▸ **Given request a**
In the pendulum problem set, what was the resolution of the optical encoder that measured the angle?
[Start of Document segment]
Zoe Farmer

import numpy as np
import matplotlib.pyplot as plt
import matplotlib.animation as animation
import pandas as pd

%pylab inline

Populating the interactive namespace from numpy and matplotlib

In this problem set, you will explore some simple embedding algorithms, using position-versus-time data gathered from a real driven pendulum. I have posted three data sets on the class webpage; see the PS8 entry on that page for directions (and a clickable link) to these data. In all three runs, the angle was measured every $\Delta t$ seconds using an optical encoder with a resolution of $0.4$ degree. The drive amplitude was fixed; the drive frequency (the bifurcation paramter) was different for each data set.

$\Rightarrow$In data1, the drive was turned off.

$\Rightarrow$In data2, the drive is on, with a medium frequency.

$\Rightarrow$In data3, the drive is on, with the same amplitude but a higher frequency.

Each file captures a single trajectory of the driven pendulum. Each line of each file represents a single time-sample of the pendulum’s angular position. Each data point looks like this:

\[\theta \quad \text{time}\]

…where time is in seconds and $\theta$ is $\mod 2\pi$. Depending on when I hit the reset button, $\theta$ may contain an offset, so “$\theta = 0$” may not be “vertical.” Also, note that the sampling rate was different; data1 and data3 were sampled at $\Delta t = 0.001$ seconds and data2 at $\Delta t = 0.002$ seconds.

The time base and thus the sampling interval in the data acquisition channel may not have been quite uniform. Together with the finite precision of the angle sensor, this has two important implications:

$\Rightarrow$ Any $\omega$s that you reconstruct using divided differences from the $\theta$ and time data may be innaccurate. This is problem 1.
[End of Document segment]
▸ **Given request b**
Output as a JSON list of strings, one string per line with blank lines left out, the region outline entries from the line containing "If you could segment every instance of the bird's" through the end of the entries, both ends included.
[Start of Provided entries]
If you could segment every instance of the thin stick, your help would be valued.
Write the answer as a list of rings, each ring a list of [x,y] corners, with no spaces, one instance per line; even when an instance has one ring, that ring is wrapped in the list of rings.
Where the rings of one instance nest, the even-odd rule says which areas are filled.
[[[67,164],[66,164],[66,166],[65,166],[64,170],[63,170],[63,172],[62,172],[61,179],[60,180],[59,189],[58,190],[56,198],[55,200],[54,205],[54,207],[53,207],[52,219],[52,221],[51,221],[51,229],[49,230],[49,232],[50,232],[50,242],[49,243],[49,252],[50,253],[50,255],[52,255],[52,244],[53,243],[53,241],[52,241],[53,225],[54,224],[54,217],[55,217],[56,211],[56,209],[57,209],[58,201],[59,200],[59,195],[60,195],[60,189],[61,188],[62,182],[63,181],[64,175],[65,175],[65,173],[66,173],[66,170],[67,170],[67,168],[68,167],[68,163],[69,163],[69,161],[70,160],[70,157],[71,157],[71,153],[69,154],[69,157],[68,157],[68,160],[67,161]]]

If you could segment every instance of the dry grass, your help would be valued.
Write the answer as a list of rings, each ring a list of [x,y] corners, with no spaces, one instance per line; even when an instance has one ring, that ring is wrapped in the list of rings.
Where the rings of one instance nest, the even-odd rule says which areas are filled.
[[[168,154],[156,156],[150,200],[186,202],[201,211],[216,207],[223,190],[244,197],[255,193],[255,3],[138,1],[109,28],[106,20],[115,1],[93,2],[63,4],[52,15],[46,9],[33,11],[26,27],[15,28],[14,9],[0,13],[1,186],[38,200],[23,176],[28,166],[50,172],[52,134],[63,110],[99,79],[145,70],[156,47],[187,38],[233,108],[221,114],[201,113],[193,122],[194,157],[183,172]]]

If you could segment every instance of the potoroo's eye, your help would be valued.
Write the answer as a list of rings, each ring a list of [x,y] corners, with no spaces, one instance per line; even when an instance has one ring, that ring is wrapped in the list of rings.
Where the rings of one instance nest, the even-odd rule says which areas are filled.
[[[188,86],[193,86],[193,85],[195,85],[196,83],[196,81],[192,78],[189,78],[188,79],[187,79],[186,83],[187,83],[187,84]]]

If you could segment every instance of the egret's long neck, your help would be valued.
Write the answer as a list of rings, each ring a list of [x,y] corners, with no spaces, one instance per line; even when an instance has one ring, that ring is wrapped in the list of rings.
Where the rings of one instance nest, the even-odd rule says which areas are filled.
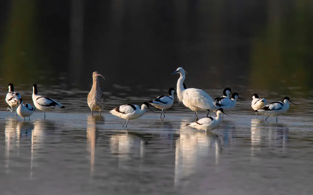
[[[222,118],[222,116],[223,114],[223,112],[219,111],[218,111],[218,113],[216,113],[216,117],[215,117],[215,118],[217,120],[218,120]]]
[[[178,79],[177,81],[177,98],[179,100],[180,102],[181,102],[182,100],[182,92],[185,89],[184,88],[184,86],[183,83],[185,80],[185,73],[183,72],[180,73],[180,77]]]

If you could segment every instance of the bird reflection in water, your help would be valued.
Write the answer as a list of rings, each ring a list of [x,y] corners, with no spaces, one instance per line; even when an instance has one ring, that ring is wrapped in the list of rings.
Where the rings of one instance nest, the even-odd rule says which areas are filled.
[[[222,151],[220,140],[210,131],[191,131],[185,125],[189,121],[182,120],[179,137],[176,141],[174,183],[179,184],[182,179],[187,177],[196,171],[197,167],[211,163],[218,164]],[[214,156],[214,161],[210,162]],[[203,160],[205,158],[207,160]],[[209,158],[206,158],[209,157]]]
[[[14,150],[16,145],[16,128],[18,121],[15,118],[7,119],[4,127],[5,142],[5,167],[7,173],[8,173],[10,167],[10,152]]]
[[[34,128],[32,132],[32,146],[31,149],[30,174],[30,178],[33,176],[33,169],[37,165],[34,161],[40,159],[41,155],[39,152],[44,145],[45,133],[52,131],[55,129],[54,122],[44,119],[33,121]],[[40,162],[38,162],[38,163]]]
[[[251,120],[251,160],[254,160],[256,153],[261,149],[261,132],[264,126],[264,121],[257,119]]]
[[[100,115],[88,116],[87,117],[87,150],[90,153],[90,174],[93,174],[95,169],[95,158],[97,139],[98,138],[97,122],[104,121]]]

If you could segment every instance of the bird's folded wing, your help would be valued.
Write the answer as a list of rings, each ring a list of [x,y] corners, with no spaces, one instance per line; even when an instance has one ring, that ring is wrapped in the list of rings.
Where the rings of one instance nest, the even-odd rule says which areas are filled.
[[[274,102],[265,106],[258,111],[259,112],[280,110],[283,107],[284,103],[281,102]]]
[[[185,102],[203,109],[210,109],[209,102],[213,99],[204,91],[189,88],[183,91],[182,98]]]

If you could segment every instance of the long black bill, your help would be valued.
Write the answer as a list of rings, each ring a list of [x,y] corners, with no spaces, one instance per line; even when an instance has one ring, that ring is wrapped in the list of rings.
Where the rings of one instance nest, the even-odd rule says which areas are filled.
[[[155,113],[156,113],[156,112],[153,112],[153,110],[151,110],[151,108],[149,108],[149,107],[148,107],[148,108],[149,108],[149,110],[150,110],[151,111],[152,111],[152,112],[154,112]]]
[[[228,115],[228,114],[226,114],[226,113],[225,113],[224,112],[223,112],[223,113],[224,114],[226,114],[226,115],[227,115],[228,116],[229,116],[229,115]]]
[[[172,74],[175,74],[176,73],[177,73],[178,72],[178,71],[177,71],[177,70],[176,70],[175,72],[174,72],[173,73],[172,73]]]
[[[295,104],[294,103],[290,101],[290,100],[289,101],[289,102],[290,102],[290,103],[293,103],[293,104],[295,104],[295,105],[300,105],[300,104]]]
[End of Provided entries]
▸ **Worked answer a**
0.4 degree

▸ **Worked answer b**
[
  "If you could segment every instance of the bird's folded wing, your help would be valued.",
  "Write the answer as a list of rings, each ring a list of [x,y] corners, with no spaces, one instance per line; even when an instance has one ring, that ring is wrapped in the list of rings.",
  "Where the rings of one instance nest, the even-odd rule says which areas are filled.",
  "[[[274,102],[265,106],[258,111],[259,112],[280,110],[283,107],[284,103],[281,102]]]",
  "[[[185,102],[203,109],[210,109],[209,102],[213,99],[204,91],[189,88],[183,91],[182,98]]]",
  "If you could segment every instance of the long black bill, your help would be valued.",
  "Write the answer as a list of rings, each ring a list of [x,y] corners, with no spaces, one instance per line; even when an instance has one ring, that ring is wrapped in the list of rings.",
  "Where the rings of one instance nest, the even-odd rule says which areas are filled.",
  "[[[155,113],[156,113],[156,112],[153,112],[153,110],[151,110],[151,108],[149,108],[149,107],[148,107],[148,108],[149,108],[149,110],[150,110],[151,111],[152,111],[152,112],[154,112]]]",
  "[[[228,115],[228,114],[226,114],[226,113],[225,113],[224,112],[223,112],[223,113],[224,114],[226,114],[226,115],[227,115],[228,116],[229,116],[229,115]]]",
  "[[[172,74],[175,74],[176,73],[177,73],[178,72],[178,71],[177,71],[177,70],[176,70],[175,72],[174,72],[173,73],[172,73]]]",
  "[[[295,104],[294,103],[290,101],[290,100],[289,101],[289,102],[290,102],[290,103],[293,103],[293,104],[295,104],[295,105],[300,105],[300,104]]]"
]